# Request
In the event description below, what digital humanities project does Jonathan Michael Square run?

# Provided text
# # # #

Today Brooks Brothers is known to many as a somewhat staid, yet still "all-American" heritage brand. In the nineteenth century, Brooks Brothers—which celebrated its bicentennial last year—dressed elite gentlemen as well as their manservants, coachmen, and chauffeurs, many of them in the antebellum South. Thus, like many northern commercial institutions, the storied clothier benefited from the institution of slavery. This intriguing connection will be the focus of a talk by historian Jonathan Michael Square.

Jonathan Michael Square is a writer and historian specializing in fashion and visual culture of the African Diaspora. He has a PhD in history from New York University, a master’s degree from the University of Texas at Austin, and a BA from Cornell University. He has taught at the University of Pennsylvania, Fashion Institute of Technology, Parsons School of Design, and currently at Harvard University. He has written for numerous publications including Fashion Studies Journal, Vestoj, Hyperallergic, and British Art Studies. A proponent in the power of social media as a platform for radical pedagogy, he founded and runs the digital humanities project Fashioning the Self in Slavery and Freedom, which explores the intersection of fashion and slavery.

Katie Lennard, incoming Abbott Lowell Cummings Postdoctoral Fellow in American Material Culture at Boston University, will serve as respondent.

# # # #

# Supplied material
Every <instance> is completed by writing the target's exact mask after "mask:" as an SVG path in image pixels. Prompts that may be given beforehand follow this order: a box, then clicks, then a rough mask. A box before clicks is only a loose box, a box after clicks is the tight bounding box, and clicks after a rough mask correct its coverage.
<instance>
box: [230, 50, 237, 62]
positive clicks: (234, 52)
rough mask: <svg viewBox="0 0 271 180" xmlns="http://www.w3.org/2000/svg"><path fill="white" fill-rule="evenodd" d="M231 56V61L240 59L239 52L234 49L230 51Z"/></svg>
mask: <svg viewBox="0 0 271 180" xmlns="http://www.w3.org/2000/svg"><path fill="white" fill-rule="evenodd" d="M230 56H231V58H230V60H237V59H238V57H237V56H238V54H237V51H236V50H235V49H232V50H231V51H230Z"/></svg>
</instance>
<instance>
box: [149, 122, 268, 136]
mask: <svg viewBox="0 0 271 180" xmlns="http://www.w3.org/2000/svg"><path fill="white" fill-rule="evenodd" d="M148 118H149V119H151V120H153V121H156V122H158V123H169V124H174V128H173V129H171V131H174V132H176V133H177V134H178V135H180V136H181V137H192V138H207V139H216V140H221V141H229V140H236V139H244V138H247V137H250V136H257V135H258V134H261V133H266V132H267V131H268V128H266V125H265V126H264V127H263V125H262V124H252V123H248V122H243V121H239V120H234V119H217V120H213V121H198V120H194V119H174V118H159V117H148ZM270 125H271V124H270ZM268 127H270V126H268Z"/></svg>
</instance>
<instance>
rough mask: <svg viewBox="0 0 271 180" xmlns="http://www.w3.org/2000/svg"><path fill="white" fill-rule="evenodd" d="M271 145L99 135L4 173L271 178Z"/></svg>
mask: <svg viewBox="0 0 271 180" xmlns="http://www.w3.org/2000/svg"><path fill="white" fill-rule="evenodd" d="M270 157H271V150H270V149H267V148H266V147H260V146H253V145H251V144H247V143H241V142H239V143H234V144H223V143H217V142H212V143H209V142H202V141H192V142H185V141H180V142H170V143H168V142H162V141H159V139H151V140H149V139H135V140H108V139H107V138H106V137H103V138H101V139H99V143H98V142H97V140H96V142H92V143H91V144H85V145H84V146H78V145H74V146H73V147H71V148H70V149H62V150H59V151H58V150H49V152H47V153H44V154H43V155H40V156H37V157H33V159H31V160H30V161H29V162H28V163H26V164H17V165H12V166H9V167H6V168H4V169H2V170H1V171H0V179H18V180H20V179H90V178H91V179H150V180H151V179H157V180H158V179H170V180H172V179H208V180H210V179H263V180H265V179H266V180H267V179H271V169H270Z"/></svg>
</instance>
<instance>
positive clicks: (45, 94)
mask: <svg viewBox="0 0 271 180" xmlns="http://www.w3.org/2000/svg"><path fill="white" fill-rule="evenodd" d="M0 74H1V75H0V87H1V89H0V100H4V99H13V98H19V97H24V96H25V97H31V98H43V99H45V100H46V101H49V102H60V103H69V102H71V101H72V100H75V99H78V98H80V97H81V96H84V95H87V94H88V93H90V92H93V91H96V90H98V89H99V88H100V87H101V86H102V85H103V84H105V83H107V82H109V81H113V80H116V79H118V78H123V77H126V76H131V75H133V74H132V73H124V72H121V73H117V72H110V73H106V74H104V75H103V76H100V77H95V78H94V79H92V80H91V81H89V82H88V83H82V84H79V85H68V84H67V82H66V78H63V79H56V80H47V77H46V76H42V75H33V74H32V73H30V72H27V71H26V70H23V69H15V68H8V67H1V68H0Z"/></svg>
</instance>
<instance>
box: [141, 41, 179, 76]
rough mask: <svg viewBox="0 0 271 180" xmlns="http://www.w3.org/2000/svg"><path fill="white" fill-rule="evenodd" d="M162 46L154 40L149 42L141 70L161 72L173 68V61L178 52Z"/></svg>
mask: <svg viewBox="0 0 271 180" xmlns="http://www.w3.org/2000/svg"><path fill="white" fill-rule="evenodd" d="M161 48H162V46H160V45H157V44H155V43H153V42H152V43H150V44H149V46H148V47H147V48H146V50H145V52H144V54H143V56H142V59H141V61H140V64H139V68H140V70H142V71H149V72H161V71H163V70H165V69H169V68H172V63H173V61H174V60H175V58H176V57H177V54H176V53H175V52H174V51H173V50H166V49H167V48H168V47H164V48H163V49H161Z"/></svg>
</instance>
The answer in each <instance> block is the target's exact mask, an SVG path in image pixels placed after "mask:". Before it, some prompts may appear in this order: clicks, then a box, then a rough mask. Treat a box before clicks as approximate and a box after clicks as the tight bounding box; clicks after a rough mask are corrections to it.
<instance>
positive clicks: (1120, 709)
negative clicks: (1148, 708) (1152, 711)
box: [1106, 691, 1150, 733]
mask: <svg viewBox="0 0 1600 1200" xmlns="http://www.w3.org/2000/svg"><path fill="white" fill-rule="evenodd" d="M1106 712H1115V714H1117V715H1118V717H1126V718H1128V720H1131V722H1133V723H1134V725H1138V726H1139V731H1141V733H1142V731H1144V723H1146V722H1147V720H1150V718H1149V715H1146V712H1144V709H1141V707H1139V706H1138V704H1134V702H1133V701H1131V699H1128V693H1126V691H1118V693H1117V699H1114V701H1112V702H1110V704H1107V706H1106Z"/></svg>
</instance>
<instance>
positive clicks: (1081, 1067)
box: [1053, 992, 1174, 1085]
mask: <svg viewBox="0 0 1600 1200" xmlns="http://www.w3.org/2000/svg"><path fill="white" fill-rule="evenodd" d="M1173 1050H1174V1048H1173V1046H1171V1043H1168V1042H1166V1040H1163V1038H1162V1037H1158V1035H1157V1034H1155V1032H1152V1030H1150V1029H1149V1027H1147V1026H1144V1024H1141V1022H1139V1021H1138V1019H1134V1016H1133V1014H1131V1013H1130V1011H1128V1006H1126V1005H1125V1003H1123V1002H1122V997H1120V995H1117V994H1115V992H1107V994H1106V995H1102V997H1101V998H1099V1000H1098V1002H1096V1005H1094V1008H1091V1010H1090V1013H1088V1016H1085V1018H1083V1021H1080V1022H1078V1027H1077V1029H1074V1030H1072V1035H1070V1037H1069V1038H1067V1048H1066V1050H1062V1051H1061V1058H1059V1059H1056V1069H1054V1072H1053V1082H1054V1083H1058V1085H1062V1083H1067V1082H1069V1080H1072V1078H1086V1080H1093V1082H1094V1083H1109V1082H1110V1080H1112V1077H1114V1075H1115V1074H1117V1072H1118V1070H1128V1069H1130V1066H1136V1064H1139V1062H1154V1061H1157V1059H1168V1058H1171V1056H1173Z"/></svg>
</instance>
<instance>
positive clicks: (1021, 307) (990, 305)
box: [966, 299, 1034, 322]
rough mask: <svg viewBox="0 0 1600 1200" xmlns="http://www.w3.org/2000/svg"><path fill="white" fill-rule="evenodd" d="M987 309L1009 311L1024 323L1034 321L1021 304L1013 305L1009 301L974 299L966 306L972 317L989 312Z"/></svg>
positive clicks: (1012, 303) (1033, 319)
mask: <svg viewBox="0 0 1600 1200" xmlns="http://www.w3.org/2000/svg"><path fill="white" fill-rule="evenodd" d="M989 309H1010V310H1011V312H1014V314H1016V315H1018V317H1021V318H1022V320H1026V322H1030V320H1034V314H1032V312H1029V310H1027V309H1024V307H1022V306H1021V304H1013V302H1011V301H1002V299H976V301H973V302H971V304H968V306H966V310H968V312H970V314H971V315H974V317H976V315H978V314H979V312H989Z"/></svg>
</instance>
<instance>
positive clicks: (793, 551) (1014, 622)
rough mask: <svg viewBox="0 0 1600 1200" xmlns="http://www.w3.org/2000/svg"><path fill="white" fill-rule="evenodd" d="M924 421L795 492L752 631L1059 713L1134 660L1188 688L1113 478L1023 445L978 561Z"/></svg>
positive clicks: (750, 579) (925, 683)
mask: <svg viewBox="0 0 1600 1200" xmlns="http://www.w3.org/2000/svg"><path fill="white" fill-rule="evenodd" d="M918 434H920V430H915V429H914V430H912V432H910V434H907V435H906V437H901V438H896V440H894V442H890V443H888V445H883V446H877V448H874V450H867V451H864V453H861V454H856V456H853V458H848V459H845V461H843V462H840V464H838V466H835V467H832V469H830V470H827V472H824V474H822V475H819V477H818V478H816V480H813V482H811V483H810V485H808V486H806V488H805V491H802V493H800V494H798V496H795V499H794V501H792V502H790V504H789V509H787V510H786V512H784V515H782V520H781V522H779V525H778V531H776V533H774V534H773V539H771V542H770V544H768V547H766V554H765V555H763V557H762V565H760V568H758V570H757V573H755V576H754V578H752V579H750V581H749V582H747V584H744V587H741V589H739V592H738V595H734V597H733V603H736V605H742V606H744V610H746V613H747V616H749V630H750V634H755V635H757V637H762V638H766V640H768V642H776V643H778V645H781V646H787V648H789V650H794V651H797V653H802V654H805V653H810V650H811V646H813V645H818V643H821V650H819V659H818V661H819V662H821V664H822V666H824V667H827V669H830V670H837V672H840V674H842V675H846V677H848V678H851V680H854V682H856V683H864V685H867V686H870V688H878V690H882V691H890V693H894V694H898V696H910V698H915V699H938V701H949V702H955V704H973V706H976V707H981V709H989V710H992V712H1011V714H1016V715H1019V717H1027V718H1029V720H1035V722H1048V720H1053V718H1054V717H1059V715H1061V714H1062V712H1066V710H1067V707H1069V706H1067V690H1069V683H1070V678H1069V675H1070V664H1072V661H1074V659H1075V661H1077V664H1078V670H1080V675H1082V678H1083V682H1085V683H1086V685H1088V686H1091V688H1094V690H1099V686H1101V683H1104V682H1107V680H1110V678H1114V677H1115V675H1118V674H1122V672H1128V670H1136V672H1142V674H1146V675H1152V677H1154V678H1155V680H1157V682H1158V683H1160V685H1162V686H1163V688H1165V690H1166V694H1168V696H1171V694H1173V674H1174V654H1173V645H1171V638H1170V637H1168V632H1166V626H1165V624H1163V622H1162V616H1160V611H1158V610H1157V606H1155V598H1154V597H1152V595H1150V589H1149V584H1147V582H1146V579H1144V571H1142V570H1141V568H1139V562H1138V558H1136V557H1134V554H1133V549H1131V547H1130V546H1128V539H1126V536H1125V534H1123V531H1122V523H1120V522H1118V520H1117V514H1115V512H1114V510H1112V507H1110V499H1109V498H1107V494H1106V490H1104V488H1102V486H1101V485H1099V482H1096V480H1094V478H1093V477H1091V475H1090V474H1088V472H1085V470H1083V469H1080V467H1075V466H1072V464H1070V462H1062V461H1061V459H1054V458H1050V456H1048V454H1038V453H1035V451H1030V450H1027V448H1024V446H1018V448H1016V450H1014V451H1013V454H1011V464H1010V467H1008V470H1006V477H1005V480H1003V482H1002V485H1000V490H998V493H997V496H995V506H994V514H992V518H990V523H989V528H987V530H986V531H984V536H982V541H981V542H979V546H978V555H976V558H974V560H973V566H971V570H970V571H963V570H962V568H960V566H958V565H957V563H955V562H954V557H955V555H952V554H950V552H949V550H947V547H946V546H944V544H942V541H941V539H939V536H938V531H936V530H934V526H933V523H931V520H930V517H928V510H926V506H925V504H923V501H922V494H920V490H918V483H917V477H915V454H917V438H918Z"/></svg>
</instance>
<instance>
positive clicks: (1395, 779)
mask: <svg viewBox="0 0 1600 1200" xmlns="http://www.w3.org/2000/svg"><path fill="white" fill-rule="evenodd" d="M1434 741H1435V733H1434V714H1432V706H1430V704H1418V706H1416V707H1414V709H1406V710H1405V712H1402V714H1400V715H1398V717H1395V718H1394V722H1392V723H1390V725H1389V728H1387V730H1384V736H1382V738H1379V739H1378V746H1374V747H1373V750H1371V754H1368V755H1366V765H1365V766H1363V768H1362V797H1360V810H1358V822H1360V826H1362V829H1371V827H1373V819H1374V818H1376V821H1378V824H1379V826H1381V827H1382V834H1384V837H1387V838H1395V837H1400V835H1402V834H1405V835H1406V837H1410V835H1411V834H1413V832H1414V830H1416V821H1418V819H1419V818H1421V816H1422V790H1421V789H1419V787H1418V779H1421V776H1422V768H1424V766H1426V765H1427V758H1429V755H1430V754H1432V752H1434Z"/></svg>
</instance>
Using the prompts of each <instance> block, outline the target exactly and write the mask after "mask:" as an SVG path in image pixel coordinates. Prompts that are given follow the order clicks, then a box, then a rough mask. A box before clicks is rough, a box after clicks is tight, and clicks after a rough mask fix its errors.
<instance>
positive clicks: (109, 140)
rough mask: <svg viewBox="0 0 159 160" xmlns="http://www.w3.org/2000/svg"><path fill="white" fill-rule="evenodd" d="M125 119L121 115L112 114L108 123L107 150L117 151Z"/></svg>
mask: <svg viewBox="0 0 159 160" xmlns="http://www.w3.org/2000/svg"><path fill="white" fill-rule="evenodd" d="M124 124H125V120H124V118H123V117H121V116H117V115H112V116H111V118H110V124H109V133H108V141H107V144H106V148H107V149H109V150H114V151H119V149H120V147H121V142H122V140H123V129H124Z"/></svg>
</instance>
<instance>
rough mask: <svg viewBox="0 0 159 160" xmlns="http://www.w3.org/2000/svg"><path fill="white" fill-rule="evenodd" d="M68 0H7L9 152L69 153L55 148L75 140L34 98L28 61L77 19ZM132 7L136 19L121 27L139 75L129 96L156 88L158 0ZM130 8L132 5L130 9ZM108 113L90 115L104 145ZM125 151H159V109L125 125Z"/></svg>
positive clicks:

# # # #

# Response
Fashioning the Self in Slavery and Freedom